→ Stored data
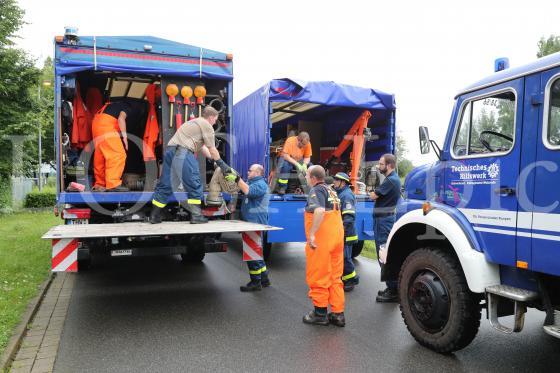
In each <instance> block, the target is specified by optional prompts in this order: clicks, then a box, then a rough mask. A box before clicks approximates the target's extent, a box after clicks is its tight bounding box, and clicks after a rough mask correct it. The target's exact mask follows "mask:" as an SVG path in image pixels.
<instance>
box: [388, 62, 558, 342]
mask: <svg viewBox="0 0 560 373" xmlns="http://www.w3.org/2000/svg"><path fill="white" fill-rule="evenodd" d="M497 62H498V61H497ZM496 65H498V66H499V65H500V63H497V64H496ZM502 65H503V63H502ZM496 70H497V72H496V73H495V74H493V75H491V76H489V77H487V78H485V79H483V80H481V81H479V82H477V83H475V84H473V85H471V86H469V87H467V88H465V89H463V90H462V91H460V92H459V93H458V94H457V96H456V97H455V106H454V109H453V112H452V115H451V120H450V123H449V128H448V131H447V135H446V137H445V142H444V144H443V147H441V149H440V148H439V146H438V145H437V144H435V142H434V141H433V140H430V139H429V134H428V130H427V128H426V127H420V149H421V152H422V153H423V154H426V153H428V152H429V151H430V147H433V149H434V151H435V152H436V155H437V157H438V161H436V162H434V163H432V164H427V165H424V166H421V167H418V168H416V169H414V170H413V171H412V172H411V173H410V174H409V175H408V176H407V178H406V181H405V199H404V200H403V201H402V203H400V205H399V206H398V210H397V221H396V223H395V225H394V227H393V229H392V231H391V233H390V236H389V240H388V242H387V245H386V248H385V249H384V250H383V252H382V255H380V257H381V258H382V260H384V261H385V263H386V264H385V266H384V270H383V272H382V279H383V280H397V279H398V281H399V296H400V308H401V313H402V316H403V319H404V321H405V323H406V325H407V327H408V330H409V331H410V333H411V334H412V336H413V337H414V338H415V339H416V340H417V341H418V342H419V343H420V344H422V345H424V346H426V347H428V348H431V349H433V350H435V351H438V352H443V353H448V352H452V351H456V350H459V349H462V348H464V347H466V346H467V345H468V344H469V343H470V342H471V341H472V340H473V339H474V338H475V336H476V334H477V331H478V328H479V325H480V318H481V312H482V310H483V309H486V315H487V318H488V319H489V320H490V323H491V325H492V326H493V327H494V328H496V329H497V330H499V331H501V332H504V333H514V332H520V331H521V330H522V329H523V323H524V317H525V313H526V310H527V308H535V309H538V310H540V311H542V312H543V329H544V331H545V332H546V333H547V334H549V335H551V336H552V337H556V338H560V202H559V201H560V192H559V190H558V187H557V185H558V183H559V182H560V173H559V172H558V165H559V164H560V53H556V54H552V55H550V56H547V57H543V58H540V59H539V60H537V61H535V62H533V63H530V64H528V65H525V66H520V67H515V68H506V69H503V70H500V69H496ZM504 316H513V317H512V318H510V319H509V320H505V319H503V318H502V317H504Z"/></svg>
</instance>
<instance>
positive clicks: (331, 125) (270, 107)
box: [231, 79, 396, 257]
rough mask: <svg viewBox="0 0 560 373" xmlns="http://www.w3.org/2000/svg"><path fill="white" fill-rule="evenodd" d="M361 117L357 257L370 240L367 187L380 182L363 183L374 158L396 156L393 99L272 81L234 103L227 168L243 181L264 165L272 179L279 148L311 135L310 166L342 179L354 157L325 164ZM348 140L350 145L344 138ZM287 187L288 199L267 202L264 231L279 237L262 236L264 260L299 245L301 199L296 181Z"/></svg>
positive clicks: (274, 199) (358, 198)
mask: <svg viewBox="0 0 560 373" xmlns="http://www.w3.org/2000/svg"><path fill="white" fill-rule="evenodd" d="M364 110H367V111H369V112H370V114H371V117H370V118H369V120H368V122H367V131H366V132H367V134H366V135H365V136H366V139H365V146H364V151H363V157H362V160H361V167H360V172H359V175H358V180H359V183H360V185H361V187H360V188H358V189H359V190H356V191H355V194H356V198H357V204H356V210H357V214H356V227H357V233H358V237H359V242H358V243H357V244H356V245H355V246H354V252H353V256H357V255H359V253H360V251H361V250H362V247H363V242H364V240H371V239H373V221H372V220H373V218H372V209H373V205H374V203H373V201H371V200H370V198H369V197H368V195H367V194H366V192H367V191H368V190H371V189H372V187H373V186H374V185H372V183H375V181H376V180H377V181H378V180H379V177H378V176H377V177H369V176H374V175H375V168H374V166H375V164H376V163H377V161H378V160H379V158H380V157H381V155H383V154H385V153H394V152H395V150H396V130H395V114H396V104H395V97H394V95H392V94H390V93H385V92H383V91H380V90H377V89H371V88H362V87H356V86H350V85H345V84H339V83H335V82H331V81H315V82H303V81H297V80H292V79H274V80H271V81H269V82H268V83H267V84H265V85H264V86H262V87H261V88H259V89H258V90H256V91H255V92H253V93H252V94H250V95H248V96H247V97H245V98H244V99H242V100H240V101H239V102H237V103H236V104H235V105H234V108H233V121H234V127H233V131H232V135H233V139H234V140H233V141H234V144H235V145H234V147H233V148H234V151H233V154H232V164H231V165H232V167H234V168H235V169H236V170H237V171H238V172H240V173H241V174H242V175H243V177H246V176H247V170H248V169H249V166H250V165H251V164H253V163H259V164H262V165H264V167H265V170H266V175H274V174H275V172H276V171H277V170H276V169H277V161H278V158H279V157H280V154H279V151H280V149H281V148H282V145H283V142H284V140H285V139H286V138H287V137H288V136H289V135H291V134H296V133H298V132H299V131H306V132H308V133H309V134H310V137H311V144H312V153H313V155H312V157H311V162H312V163H313V164H322V165H325V164H327V163H330V167H327V172H328V173H330V175H331V176H334V174H335V173H336V172H337V171H344V172H349V170H351V162H350V161H349V158H350V153H351V151H352V150H353V149H348V150H347V151H345V152H344V153H343V154H342V157H340V159H339V160H337V162H328V161H329V158H330V156H331V155H332V153H333V151H334V150H335V149H336V147H337V146H338V145H339V144H340V143H341V141H342V140H343V139H344V138H345V137H349V135H348V131H349V130H350V129H351V128H352V125H353V124H354V122H355V121H356V120H357V119H358V118H359V117H360V115H361V114H362V113H363V112H364ZM348 139H349V140H351V141H353V140H352V137H351V136H350V137H349V138H348ZM372 171H373V172H372ZM291 180H295V185H294V188H288V191H287V192H288V193H286V194H285V195H279V194H278V193H272V194H271V198H270V208H269V223H270V224H271V225H274V226H278V227H282V228H284V229H283V230H281V231H280V230H278V231H274V232H269V233H268V234H267V235H266V237H265V239H264V240H263V243H264V249H265V257H267V256H268V255H269V253H270V250H271V247H272V244H273V243H281V242H305V232H304V228H303V218H302V216H303V208H304V206H305V201H306V197H307V196H306V194H305V191H304V190H302V189H301V185H299V182H298V181H297V177H296V175H292V177H291ZM269 181H270V186H271V189H272V191H273V192H274V177H273V176H271V177H270V180H269ZM290 184H291V182H290ZM298 188H299V189H298Z"/></svg>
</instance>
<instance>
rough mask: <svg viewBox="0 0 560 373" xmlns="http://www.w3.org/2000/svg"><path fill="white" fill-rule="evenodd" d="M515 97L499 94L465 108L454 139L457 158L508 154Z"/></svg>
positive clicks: (514, 116) (509, 95)
mask: <svg viewBox="0 0 560 373" xmlns="http://www.w3.org/2000/svg"><path fill="white" fill-rule="evenodd" d="M514 129H515V95H514V93H513V92H509V91H508V92H500V93H496V94H494V95H492V96H488V97H484V98H477V99H473V100H471V101H468V102H467V103H466V104H465V105H463V112H462V113H461V121H460V124H459V128H458V129H457V133H456V136H455V142H454V145H453V153H454V154H455V155H456V156H459V157H461V156H468V155H476V154H490V153H506V152H508V151H509V150H510V149H511V147H512V146H513V134H514Z"/></svg>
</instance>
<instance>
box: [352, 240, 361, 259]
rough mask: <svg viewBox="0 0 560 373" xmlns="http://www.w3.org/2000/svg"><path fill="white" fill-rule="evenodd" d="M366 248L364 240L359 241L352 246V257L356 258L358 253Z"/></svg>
mask: <svg viewBox="0 0 560 373" xmlns="http://www.w3.org/2000/svg"><path fill="white" fill-rule="evenodd" d="M363 248H364V241H358V242H356V243H355V244H354V245H353V246H352V258H356V257H357V256H358V255H360V254H361V253H362V249H363Z"/></svg>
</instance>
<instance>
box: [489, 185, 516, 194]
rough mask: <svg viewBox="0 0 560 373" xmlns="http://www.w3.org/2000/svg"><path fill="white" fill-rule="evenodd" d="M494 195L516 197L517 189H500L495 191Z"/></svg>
mask: <svg viewBox="0 0 560 373" xmlns="http://www.w3.org/2000/svg"><path fill="white" fill-rule="evenodd" d="M494 193H496V194H499V195H501V196H511V195H515V188H510V187H500V188H496V189H494Z"/></svg>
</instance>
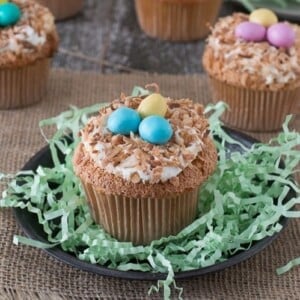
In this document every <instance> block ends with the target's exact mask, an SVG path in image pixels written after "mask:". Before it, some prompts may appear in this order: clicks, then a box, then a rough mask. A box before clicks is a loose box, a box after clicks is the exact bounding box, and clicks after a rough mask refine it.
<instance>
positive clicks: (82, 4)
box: [36, 0, 84, 20]
mask: <svg viewBox="0 0 300 300" xmlns="http://www.w3.org/2000/svg"><path fill="white" fill-rule="evenodd" d="M36 1H37V2H39V3H41V4H42V5H44V6H46V7H48V8H49V9H50V11H51V12H52V13H53V15H54V17H55V19H56V20H63V19H67V18H70V17H73V16H75V15H76V14H78V13H79V12H80V11H81V10H82V8H83V2H84V1H83V0H36Z"/></svg>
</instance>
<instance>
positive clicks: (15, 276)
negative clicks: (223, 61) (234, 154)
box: [0, 70, 300, 300]
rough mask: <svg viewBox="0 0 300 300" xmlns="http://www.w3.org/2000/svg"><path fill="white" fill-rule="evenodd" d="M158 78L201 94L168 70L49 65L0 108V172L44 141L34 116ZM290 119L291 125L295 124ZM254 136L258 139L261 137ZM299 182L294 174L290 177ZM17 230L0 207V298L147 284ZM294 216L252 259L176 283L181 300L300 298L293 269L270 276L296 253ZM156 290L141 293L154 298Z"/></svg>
mask: <svg viewBox="0 0 300 300" xmlns="http://www.w3.org/2000/svg"><path fill="white" fill-rule="evenodd" d="M149 82H157V83H159V84H160V86H161V89H162V92H163V93H165V94H168V95H170V96H174V97H181V96H186V97H190V98H192V99H197V100H199V101H202V102H207V101H208V100H209V92H208V88H207V85H206V81H205V78H203V77H201V76H168V75H143V76H141V75H128V74H123V75H97V74H91V73H71V72H66V71H63V70H55V71H52V74H51V77H50V82H49V89H48V94H47V96H46V97H45V99H44V101H43V102H42V103H40V104H37V105H35V106H32V107H29V108H25V109H22V110H11V111H0V126H1V127H0V149H1V159H0V170H1V171H3V172H11V173H13V172H16V171H17V170H19V169H20V168H21V167H22V166H23V164H24V163H25V162H26V161H27V160H28V159H29V158H30V157H31V156H32V155H33V154H34V153H35V152H37V151H38V150H39V149H40V148H41V147H42V146H44V145H45V141H44V140H43V138H42V136H41V135H40V133H39V128H38V122H39V120H41V119H43V118H48V117H50V116H54V115H57V114H58V113H60V112H62V111H64V110H67V109H68V106H69V105H70V104H73V105H76V106H79V107H83V106H86V105H90V104H93V103H95V102H98V101H108V100H111V99H113V98H115V97H117V96H118V95H119V93H120V91H124V92H126V93H130V92H131V88H132V86H133V85H137V84H138V85H145V84H146V83H149ZM297 113H298V119H297V121H296V122H295V123H294V126H296V127H297V130H299V128H300V118H299V111H298V112H297ZM269 137H270V135H264V134H260V135H259V136H258V138H261V139H268V138H269ZM298 180H299V179H298ZM14 234H22V230H21V229H20V228H19V226H18V225H17V224H16V222H15V220H14V217H13V214H12V211H11V210H10V209H2V210H1V211H0V299H22V300H23V299H43V300H44V299H71V298H72V299H107V298H109V299H125V298H126V299H145V298H147V297H148V296H147V291H148V288H149V287H150V286H151V284H152V283H153V282H145V281H129V280H124V279H117V278H109V277H102V276H98V275H94V274H90V273H88V272H84V271H81V270H77V269H75V268H73V267H70V266H67V265H65V264H63V263H61V262H58V261H57V260H55V259H54V258H51V257H49V256H48V255H47V254H46V253H45V252H43V251H42V250H39V249H35V248H31V247H27V246H22V245H20V246H15V245H13V244H12V239H13V235H14ZM299 237H300V220H292V221H291V222H290V223H289V225H288V227H287V228H286V229H285V230H284V231H283V232H282V233H281V234H280V236H279V238H278V239H277V240H276V241H275V242H273V243H272V244H271V245H270V246H269V247H267V248H266V249H265V250H264V251H262V252H260V253H259V254H258V255H256V256H255V257H253V258H251V259H249V260H247V261H245V262H243V263H240V264H238V265H236V266H233V267H231V268H228V269H225V270H223V271H221V272H218V273H214V274H209V275H206V276H202V277H198V278H193V279H190V280H183V281H180V282H179V283H178V284H179V286H182V287H183V288H184V297H185V298H186V299H300V269H299V267H298V268H294V269H293V270H292V271H291V272H289V273H287V274H285V275H283V276H280V277H279V276H277V275H276V273H275V270H276V268H277V267H279V266H281V265H283V264H285V263H286V262H287V261H289V260H290V259H292V258H294V257H296V256H299V255H300V238H299ZM161 297H162V294H159V295H157V294H156V295H155V294H154V296H151V297H149V298H161Z"/></svg>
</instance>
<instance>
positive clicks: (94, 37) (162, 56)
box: [53, 0, 243, 74]
mask: <svg viewBox="0 0 300 300" xmlns="http://www.w3.org/2000/svg"><path fill="white" fill-rule="evenodd" d="M233 11H243V8H242V7H241V6H239V5H233V4H229V3H224V4H223V6H222V9H221V11H220V16H224V15H228V14H231V13H232V12H233ZM57 28H58V32H59V35H60V49H59V52H58V53H57V55H56V56H55V58H54V64H53V66H54V67H61V68H66V69H72V70H92V71H99V72H101V73H118V72H138V71H145V72H151V73H152V72H154V73H170V74H190V73H201V72H202V71H203V70H202V66H201V63H200V58H201V56H202V53H203V48H204V44H205V39H202V40H199V41H196V42H189V43H174V42H166V41H161V40H158V39H152V38H149V37H147V36H146V35H145V34H144V33H143V32H142V31H141V29H140V28H139V25H138V22H137V18H136V14H135V9H134V1H131V0H130V1H129V0H125V1H124V0H101V1H99V0H85V5H84V9H83V11H82V12H81V13H80V14H79V15H77V16H76V17H74V18H71V19H69V20H66V21H62V22H58V23H57Z"/></svg>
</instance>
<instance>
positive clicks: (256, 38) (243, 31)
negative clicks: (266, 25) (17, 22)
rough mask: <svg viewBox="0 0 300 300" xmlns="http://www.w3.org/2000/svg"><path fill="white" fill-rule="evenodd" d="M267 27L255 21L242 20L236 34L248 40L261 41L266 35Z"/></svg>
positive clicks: (261, 40)
mask: <svg viewBox="0 0 300 300" xmlns="http://www.w3.org/2000/svg"><path fill="white" fill-rule="evenodd" d="M266 31H267V30H266V28H265V27H264V26H262V25H260V24H257V23H253V22H242V23H240V24H239V25H238V26H237V27H236V28H235V36H236V37H238V38H241V39H243V40H245V41H247V42H261V41H263V40H264V39H265V37H266Z"/></svg>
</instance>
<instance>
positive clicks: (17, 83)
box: [0, 0, 58, 109]
mask: <svg viewBox="0 0 300 300" xmlns="http://www.w3.org/2000/svg"><path fill="white" fill-rule="evenodd" d="M0 12H1V13H0V26H1V29H0V109H7V108H18V107H23V106H26V105H29V104H32V103H36V102H38V101H40V100H41V99H42V96H43V95H44V94H45V91H46V85H47V79H48V74H49V66H50V57H51V56H52V55H53V53H54V52H55V50H56V49H57V44H58V38H57V33H56V29H55V25H54V19H53V16H52V14H51V13H50V12H49V10H48V9H47V8H45V7H43V6H41V5H40V4H37V3H36V2H34V1H31V0H28V1H22V0H13V1H11V2H7V3H6V2H4V3H2V4H0Z"/></svg>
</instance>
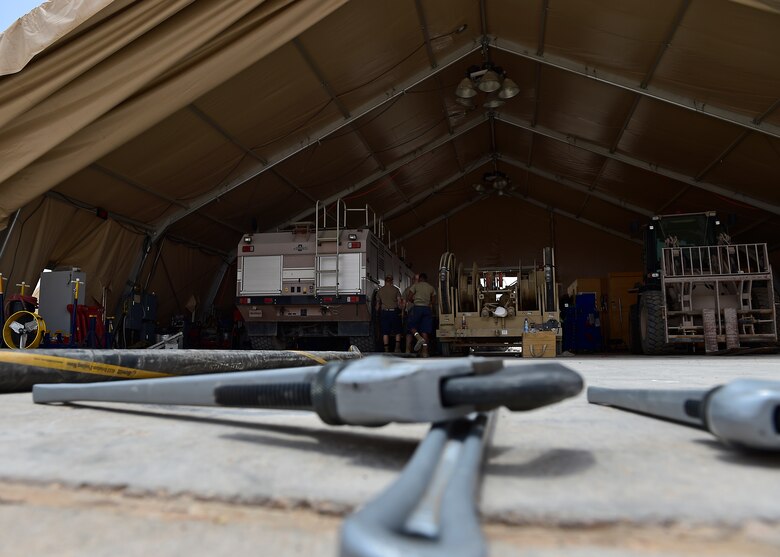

→ What the task asks
Your output should be the lines from the one with "27L255 21L242 20L236" through the end of the listing, copied exactly and with the pictures left out.

→ Task response
rough mask: <svg viewBox="0 0 300 300" xmlns="http://www.w3.org/2000/svg"><path fill="white" fill-rule="evenodd" d="M267 27L255 21L242 20L236 34L248 40L261 41L266 35Z"/></svg>
positive clicks: (261, 40)
mask: <svg viewBox="0 0 300 300" xmlns="http://www.w3.org/2000/svg"><path fill="white" fill-rule="evenodd" d="M266 31H267V30H266V28H265V27H264V26H262V25H260V24H257V23H253V22H242V23H240V24H239V25H238V26H237V27H236V28H235V36H236V37H238V38H241V39H243V40H245V41H247V42H261V41H263V40H264V39H265V37H266Z"/></svg>
</instance>
<instance>
positive clicks: (17, 83)
box: [0, 0, 58, 109]
mask: <svg viewBox="0 0 300 300" xmlns="http://www.w3.org/2000/svg"><path fill="white" fill-rule="evenodd" d="M0 12H1V13H0V26H1V29H0V109H7V108H18V107H23V106H26V105H29V104H32V103H36V102H38V101H40V100H41V99H42V96H43V95H44V94H45V91H46V85H47V79H48V74H49V66H50V57H51V56H52V55H53V53H54V52H55V50H56V49H57V44H58V38H57V33H56V29H55V25H54V19H53V16H52V14H51V13H50V12H49V10H48V9H47V8H45V7H43V6H41V5H40V4H37V3H36V2H34V1H31V0H28V1H22V0H13V1H11V2H7V3H6V2H4V3H2V4H0Z"/></svg>
</instance>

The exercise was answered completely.